> ASSIGNED TASK
Please copy out the records that follow exactly as they stand.

Collected data:

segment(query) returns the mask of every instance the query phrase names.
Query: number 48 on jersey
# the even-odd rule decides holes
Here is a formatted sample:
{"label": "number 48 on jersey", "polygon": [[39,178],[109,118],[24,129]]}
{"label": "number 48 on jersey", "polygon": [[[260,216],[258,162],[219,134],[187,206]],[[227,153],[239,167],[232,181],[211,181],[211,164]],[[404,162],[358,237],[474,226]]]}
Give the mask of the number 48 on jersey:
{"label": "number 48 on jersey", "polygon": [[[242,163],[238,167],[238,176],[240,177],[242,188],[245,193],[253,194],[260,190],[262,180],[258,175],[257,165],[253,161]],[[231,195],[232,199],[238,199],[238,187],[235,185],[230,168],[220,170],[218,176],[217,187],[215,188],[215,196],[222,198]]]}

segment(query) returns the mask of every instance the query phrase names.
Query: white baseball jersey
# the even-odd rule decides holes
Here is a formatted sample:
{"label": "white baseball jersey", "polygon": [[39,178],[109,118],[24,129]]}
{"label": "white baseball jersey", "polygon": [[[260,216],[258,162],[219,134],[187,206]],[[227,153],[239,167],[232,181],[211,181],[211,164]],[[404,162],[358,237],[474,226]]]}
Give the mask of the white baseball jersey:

> THE COMPLETED TASK
segment(query) returns the mask of every instance the query phrase names.
Query: number 48 on jersey
# the even-odd rule decides holes
Here is a formatted sample:
{"label": "number 48 on jersey", "polygon": [[39,178],[109,118],[24,129]]}
{"label": "number 48 on jersey", "polygon": [[[260,216],[258,162],[219,134],[187,206]],[[227,153],[239,167],[232,181],[211,181],[211,164]],[[404,162],[358,237],[474,226]]]}
Give the mask of the number 48 on jersey:
{"label": "number 48 on jersey", "polygon": [[[242,163],[238,167],[238,176],[240,177],[242,188],[245,193],[253,194],[260,190],[262,180],[258,175],[257,165],[253,161]],[[231,195],[232,199],[238,199],[238,187],[235,185],[230,168],[220,170],[218,176],[217,187],[215,188],[215,196],[222,198]]]}

segment(query) returns the mask of every instance the query phrase names.
Query: white baseball jersey
# the even-odd rule decides holes
Here is a formatted sample:
{"label": "white baseball jersey", "polygon": [[39,178],[109,118],[24,129]]}
{"label": "white baseball jersey", "polygon": [[[260,216],[258,162],[219,134],[187,206]],[[227,153],[239,167],[232,181],[211,181],[211,164]],[[404,162],[358,237],[474,226]]]}
Give the mask of the white baseball jersey:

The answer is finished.